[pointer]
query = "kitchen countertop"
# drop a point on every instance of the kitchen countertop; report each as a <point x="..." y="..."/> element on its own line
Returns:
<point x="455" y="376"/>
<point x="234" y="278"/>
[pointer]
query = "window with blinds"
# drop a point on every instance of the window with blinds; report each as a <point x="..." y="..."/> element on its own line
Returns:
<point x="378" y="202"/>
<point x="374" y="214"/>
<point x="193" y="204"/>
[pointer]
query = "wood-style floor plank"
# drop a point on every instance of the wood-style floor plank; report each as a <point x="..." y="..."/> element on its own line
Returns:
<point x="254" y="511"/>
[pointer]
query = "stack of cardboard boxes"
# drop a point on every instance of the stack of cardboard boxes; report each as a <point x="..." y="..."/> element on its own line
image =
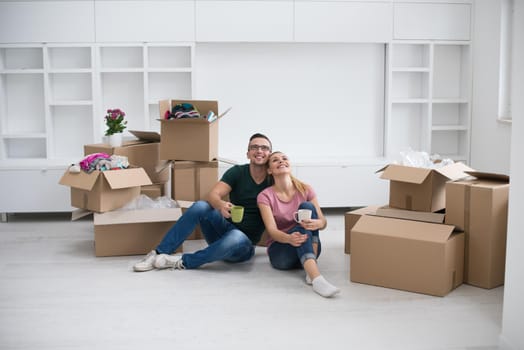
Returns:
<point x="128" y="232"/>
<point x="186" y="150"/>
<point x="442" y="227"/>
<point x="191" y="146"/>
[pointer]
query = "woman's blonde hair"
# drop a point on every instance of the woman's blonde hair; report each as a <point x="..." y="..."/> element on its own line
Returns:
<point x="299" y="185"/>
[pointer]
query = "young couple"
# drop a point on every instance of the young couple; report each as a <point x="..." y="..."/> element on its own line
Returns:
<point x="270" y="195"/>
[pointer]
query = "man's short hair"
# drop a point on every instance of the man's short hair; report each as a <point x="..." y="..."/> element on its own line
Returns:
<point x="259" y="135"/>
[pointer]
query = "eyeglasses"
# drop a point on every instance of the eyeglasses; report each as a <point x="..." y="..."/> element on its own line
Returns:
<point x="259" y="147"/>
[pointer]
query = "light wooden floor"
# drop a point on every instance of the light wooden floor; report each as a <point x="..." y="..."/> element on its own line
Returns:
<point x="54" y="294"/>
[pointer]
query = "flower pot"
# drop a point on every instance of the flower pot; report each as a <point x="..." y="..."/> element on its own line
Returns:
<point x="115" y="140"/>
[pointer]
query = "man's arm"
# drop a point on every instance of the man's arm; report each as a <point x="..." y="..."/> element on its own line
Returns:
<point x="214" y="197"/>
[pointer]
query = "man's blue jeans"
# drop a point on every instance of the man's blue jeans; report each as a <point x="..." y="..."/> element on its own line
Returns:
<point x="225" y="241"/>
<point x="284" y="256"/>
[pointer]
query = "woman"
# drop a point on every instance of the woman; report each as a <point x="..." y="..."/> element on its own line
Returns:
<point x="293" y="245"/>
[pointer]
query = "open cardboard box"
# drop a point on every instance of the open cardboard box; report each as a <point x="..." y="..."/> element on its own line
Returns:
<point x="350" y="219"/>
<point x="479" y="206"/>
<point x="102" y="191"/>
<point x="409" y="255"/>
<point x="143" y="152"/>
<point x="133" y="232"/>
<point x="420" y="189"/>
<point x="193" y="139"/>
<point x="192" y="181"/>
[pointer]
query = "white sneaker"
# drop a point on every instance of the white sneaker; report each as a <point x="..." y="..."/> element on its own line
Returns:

# # # # #

* EXERCISE INSTRUCTIONS
Here the records must be restated exactly, minus any images.

* EXERCISE SOLUTION
[pointer]
query = "kitchen countertop"
# drop a point on every instance of the kitchen countertop; report each as a <point x="..." y="..."/> element on its own line
Returns:
<point x="455" y="376"/>
<point x="234" y="278"/>
[pointer]
query = "window with blinds"
# drop a point on every instance of the window with blinds; report each as a <point x="..." y="..."/> element on its own line
Returns:
<point x="378" y="202"/>
<point x="374" y="214"/>
<point x="193" y="204"/>
[pointer]
query = "wood-style floor plank"
# drop a point on every instance of the wood-style floor plank; report each as a <point x="..." y="..."/> element on its own line
Returns:
<point x="254" y="511"/>
[pointer]
query = "stack of cardboard boxes"
# drop a point on every instance of the stack of cardboard boxes; report each as a <point x="..." y="..."/> element on its own line
image =
Returns:
<point x="128" y="232"/>
<point x="186" y="150"/>
<point x="442" y="227"/>
<point x="191" y="146"/>
[pointer]
query = "woman's blonde hair"
# drop a point on every instance of the woman's blonde hair; report each as a <point x="..." y="..."/> element on its own line
Returns:
<point x="299" y="185"/>
[pointer]
query = "young couple"
# drop a point on every instance of the young couple; report each as a <point x="..." y="..."/> element on its own line
Returns:
<point x="270" y="195"/>
[pointer]
query = "man's short hair"
# drop a point on every instance of the man's short hair; report each as a <point x="..." y="..."/> element on its own line
Returns:
<point x="259" y="135"/>
[pointer]
query = "eyeglasses"
# drop a point on every instance of the eyeglasses; report each as a <point x="..." y="..."/> element on its own line
Returns:
<point x="259" y="147"/>
[pointer]
query = "light wooden floor"
# drop a point on every instance of the light wooden floor; report each as a <point x="..." y="..."/> element on its own line
Returns:
<point x="54" y="294"/>
[pointer]
query = "flower pot"
# drop a point on every instance of the flower pot; report each as a <point x="..." y="..."/> element on its own line
Returns:
<point x="115" y="140"/>
[pointer]
query = "man's arm"
# drop a point on every instance of the man's arm; report each as a <point x="..." y="..."/> element on its own line
Returns:
<point x="214" y="197"/>
[pointer]
query = "man's blue jeans"
# drop a point on every instance of the man's blue jeans; report each as a <point x="..." y="..."/> element on its own line
Returns:
<point x="225" y="241"/>
<point x="284" y="256"/>
[pointer]
query = "woman"
# drop a point on every instance of the woman; report each as a <point x="..." y="..."/> element on its own line
Returns:
<point x="293" y="245"/>
[pointer]
query = "open cardboard box"
# drop a point on every instance of the open cardboard box; report each as a <point x="..." y="..."/> element on its own line
Returns:
<point x="350" y="219"/>
<point x="479" y="206"/>
<point x="102" y="191"/>
<point x="409" y="255"/>
<point x="143" y="152"/>
<point x="133" y="232"/>
<point x="420" y="189"/>
<point x="193" y="139"/>
<point x="192" y="181"/>
[pointer]
query = "white sneaker"
# drop a point on every instance of the white sneaker; report each as a <point x="..." y="..."/> element on its own line
Returns:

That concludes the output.